REQUIREMENTS> Starting with the line containing "of the water" and going on through the line containing "(1196, 703)", output those rows as a two-column CSV with the columns instruction and points. Give one CSV line per row, put each field in quotes, and turn line breaks into spaces.

(Object pointing dataset rows)
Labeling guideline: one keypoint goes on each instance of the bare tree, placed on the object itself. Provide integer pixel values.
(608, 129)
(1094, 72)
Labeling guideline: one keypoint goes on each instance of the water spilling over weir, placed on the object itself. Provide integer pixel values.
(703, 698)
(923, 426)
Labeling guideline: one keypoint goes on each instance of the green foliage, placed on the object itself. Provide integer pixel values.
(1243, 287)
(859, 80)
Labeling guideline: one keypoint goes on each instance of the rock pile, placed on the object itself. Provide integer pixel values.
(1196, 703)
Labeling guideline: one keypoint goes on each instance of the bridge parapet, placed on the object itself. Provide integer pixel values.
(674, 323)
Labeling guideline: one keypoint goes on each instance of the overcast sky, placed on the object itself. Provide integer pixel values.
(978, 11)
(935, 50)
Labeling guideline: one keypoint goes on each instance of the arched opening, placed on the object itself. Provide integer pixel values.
...
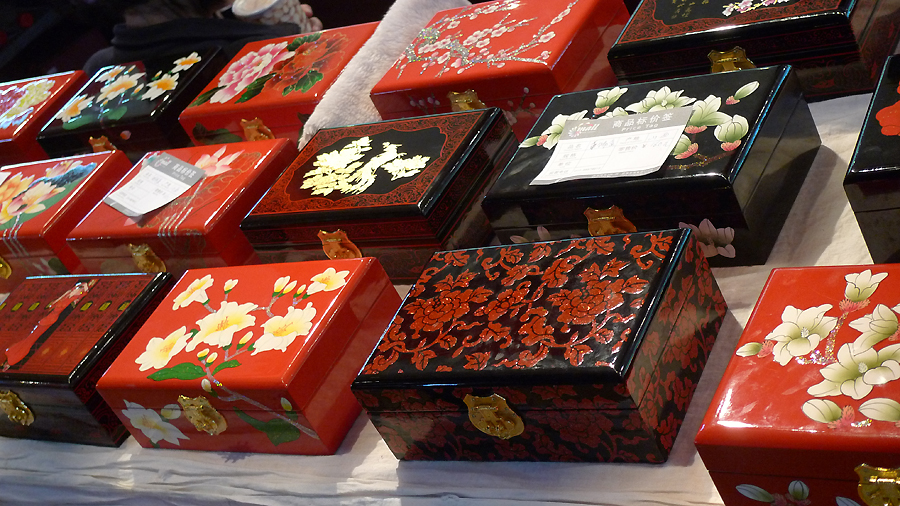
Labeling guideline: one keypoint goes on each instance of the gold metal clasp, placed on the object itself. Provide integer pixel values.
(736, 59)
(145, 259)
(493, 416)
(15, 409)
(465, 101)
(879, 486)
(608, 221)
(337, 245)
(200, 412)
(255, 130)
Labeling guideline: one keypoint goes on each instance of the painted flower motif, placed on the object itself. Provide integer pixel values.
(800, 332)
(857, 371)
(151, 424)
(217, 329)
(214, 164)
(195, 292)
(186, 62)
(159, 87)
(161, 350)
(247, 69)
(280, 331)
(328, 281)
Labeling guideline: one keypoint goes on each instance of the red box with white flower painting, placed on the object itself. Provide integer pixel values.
* * *
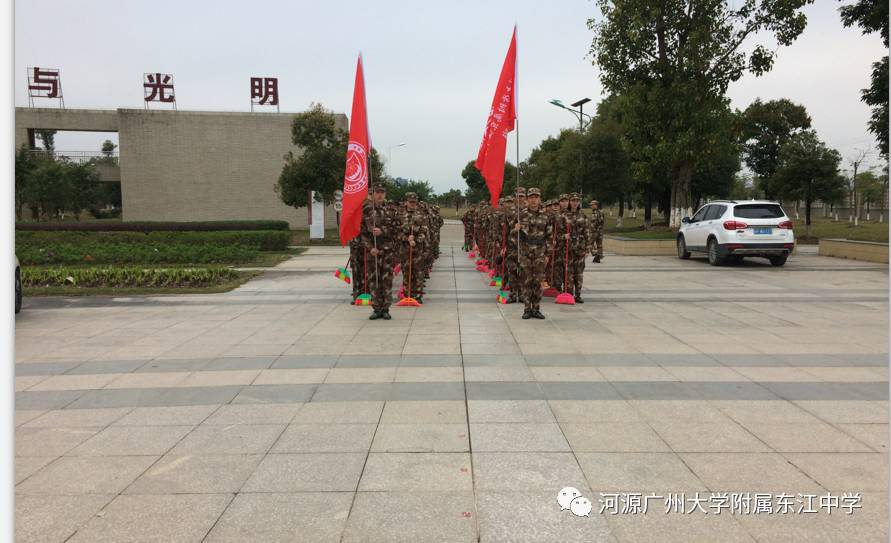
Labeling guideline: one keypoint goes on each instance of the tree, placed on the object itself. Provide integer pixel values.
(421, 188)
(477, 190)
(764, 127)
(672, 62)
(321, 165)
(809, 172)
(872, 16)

CORRECT RESULT>
instruction,points
"Labeling guideline: one keypoint goes on each instance of the water spilling over weir, placed on the object itself. Provide integer pixel values.","(703, 698) (923, 426)"
"Labeling guideline: one keypoint goes on each instance of the green foliage, placed on the object itself. Provide integer pixel values.","(1243, 287) (859, 80)"
"Labeling guideline: one keypoint goes on each instance of the rock pile, placed on the object itself. Provide integer pixel values.","(1196, 703)"